___ Working data ___

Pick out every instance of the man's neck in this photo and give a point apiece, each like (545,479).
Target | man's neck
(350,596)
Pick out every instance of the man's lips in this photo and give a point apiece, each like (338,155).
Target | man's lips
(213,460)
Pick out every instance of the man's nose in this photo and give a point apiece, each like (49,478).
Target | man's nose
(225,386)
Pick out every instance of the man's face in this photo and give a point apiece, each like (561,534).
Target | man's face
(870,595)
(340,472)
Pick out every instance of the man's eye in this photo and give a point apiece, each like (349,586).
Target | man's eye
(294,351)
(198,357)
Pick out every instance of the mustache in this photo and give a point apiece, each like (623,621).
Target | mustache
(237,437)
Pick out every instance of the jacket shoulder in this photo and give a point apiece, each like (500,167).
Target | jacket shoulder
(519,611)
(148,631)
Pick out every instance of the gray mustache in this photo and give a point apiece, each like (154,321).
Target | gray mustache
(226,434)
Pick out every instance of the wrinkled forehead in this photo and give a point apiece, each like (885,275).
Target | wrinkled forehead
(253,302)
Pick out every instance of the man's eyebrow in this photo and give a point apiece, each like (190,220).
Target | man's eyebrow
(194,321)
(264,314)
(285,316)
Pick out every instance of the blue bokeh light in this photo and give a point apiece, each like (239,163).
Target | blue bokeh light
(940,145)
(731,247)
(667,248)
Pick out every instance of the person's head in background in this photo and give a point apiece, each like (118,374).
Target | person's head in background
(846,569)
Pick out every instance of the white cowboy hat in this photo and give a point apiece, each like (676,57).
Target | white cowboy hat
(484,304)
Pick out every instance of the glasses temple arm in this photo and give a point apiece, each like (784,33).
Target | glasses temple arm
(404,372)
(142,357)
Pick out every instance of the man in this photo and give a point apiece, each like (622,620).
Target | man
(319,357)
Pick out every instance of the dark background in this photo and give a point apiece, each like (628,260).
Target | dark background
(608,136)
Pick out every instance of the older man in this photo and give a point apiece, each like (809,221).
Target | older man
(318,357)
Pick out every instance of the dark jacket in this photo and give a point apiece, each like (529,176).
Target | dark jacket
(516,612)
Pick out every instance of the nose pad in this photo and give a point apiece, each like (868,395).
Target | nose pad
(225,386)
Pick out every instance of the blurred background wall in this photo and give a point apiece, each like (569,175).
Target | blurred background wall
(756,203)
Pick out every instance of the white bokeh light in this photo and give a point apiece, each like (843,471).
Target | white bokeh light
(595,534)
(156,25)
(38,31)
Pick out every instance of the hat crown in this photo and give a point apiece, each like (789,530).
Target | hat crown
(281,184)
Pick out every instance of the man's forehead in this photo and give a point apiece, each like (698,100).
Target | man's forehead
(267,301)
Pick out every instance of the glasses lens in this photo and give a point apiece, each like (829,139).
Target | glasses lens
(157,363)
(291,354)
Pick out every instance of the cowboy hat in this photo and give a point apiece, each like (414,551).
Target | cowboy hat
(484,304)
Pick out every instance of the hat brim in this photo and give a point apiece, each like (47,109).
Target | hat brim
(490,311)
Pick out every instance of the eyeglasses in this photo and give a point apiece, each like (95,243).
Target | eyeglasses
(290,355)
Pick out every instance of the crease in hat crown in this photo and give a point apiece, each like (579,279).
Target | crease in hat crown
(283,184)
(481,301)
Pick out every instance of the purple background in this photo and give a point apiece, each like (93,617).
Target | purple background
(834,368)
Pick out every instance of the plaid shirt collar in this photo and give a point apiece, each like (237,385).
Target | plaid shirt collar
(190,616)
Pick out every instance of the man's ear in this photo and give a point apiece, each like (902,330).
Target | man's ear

___

- _Problem statement_: Please write out each entry shown above exactly as given.

- _Task response_:
Pick out every instance of the man's neck in this photo and give a point apiece, each like (545,479).
Target | man's neck
(350,596)
Pick out every instance of the man's lips in this photo and give a point apiece, each like (338,155).
Target | man's lips
(213,460)
Pick out every instance of the man's nose in this photo and give a point apiece, each like (49,478).
Target | man's nose
(225,386)
Pick out every instance of the man's face in this photo and give a point apiece, each like (561,534).
Target | man's face
(870,595)
(340,472)
Pick out every instance of the man's eye in this photo and give a point apiece, each like (349,586).
Target | man's eye
(294,351)
(198,357)
Pick out every instance of the mustache in this photo and give a point apiece, each like (623,621).
Target | mustache
(237,437)
Pick out every instance of the jacket shoulder in this photo and give a point apiece, each like (500,167).
Target | jacket shoulder
(519,611)
(148,631)
Pick out every instance of the gray mustache in this photo and give a point apiece, each like (154,321).
Target | gray mustache
(226,434)
Pick out every instance of the wrinkled forehead in this photo and give a point apiece, each like (885,275).
Target | wrinkled forehead
(253,302)
Pick out every instance of the man's eyebrow in this photo and give a point apiece, each like (190,220).
Target | man's eyebrow
(194,321)
(264,314)
(285,316)
Pick out every instance of the blue bokeh light in this photo and give a point apiece, each like (239,163).
Target | blue bokeh light
(940,145)
(731,247)
(667,248)
Pick out every instance of the person's head in background in this photo and give a point apiece, each like (118,374).
Target | person's head in background
(846,569)
Pick out every instance of the white cowboy hat in this photo and give a point apiece, each like (676,57).
Target | white cowboy hat
(484,304)
Pick out every instance of the glasses temple arm in this photo and give a point apiece, each like (784,33).
Target | glasses temple arm
(404,372)
(142,357)
Pick out every instance of the man in this photo and give a point apiece, each like (622,620).
Target | man
(319,357)
Pick out every instance of the dark background in this photo and give a point apiece, each like (628,260).
Target | dark background
(608,136)
Pick out every instance of the older man in this photo and give a point apiece, each like (809,221).
Target | older man
(318,357)
Pick out every instance of the dark jacket in this photo and give a point apiece, each like (529,176).
Target | dark jacket
(516,612)
Pick out every instance of the nose pad in this photo and give a point apiece, each like (868,395).
Target | nose pad
(225,386)
Pick out every instance of the blurred background wall in this photo and give a point apiece, each like (569,175).
Target | blurred background wall
(756,203)
Pick out every instance of the white bokeh light in this photo and give a point apiece, each like (843,471).
Target | white bokeh light
(595,534)
(156,25)
(38,31)
Pick out every instance of the hat crown in this photo and give a point apiece, each like (789,530).
Target | hat crown
(281,184)
Pick out every instance of the man's forehead in this photo and give a point apiece, each like (698,100).
Target | man's forehead
(267,301)
Pick out every instance of the glasses lens in this photo and give a point apiece, each like (829,139).
Target | glasses lens
(157,363)
(291,354)
Pick out every instance of the cowboy hat in this photo and give a point apiece, each like (414,551).
Target | cowboy hat
(484,304)
Pick out every instance of the hat brim in this photo and give a point apiece, each like (47,109).
Target | hat brim
(490,311)
Pick out every instance of the eyeglasses in this photo and give a point apiece, each like (95,243).
Target | eyeglasses
(290,355)
Pick out every instance of the crease in hat crown in this photo and give a point apiece, each like (579,279).
Target | crease in hat crown
(283,184)
(481,301)
Pick out every instance of the purple background in this photo and give a point apiece, each like (93,617).
Target | purple background
(834,368)
Pick out every instance of the plaid shirt collar in this photo and give a point apiece, each like (237,385).
Target | plaid shirt collar
(190,616)
Pick out every instance of the man's ear in this photo and give a point apiece, each like (902,330).
Target | man's ear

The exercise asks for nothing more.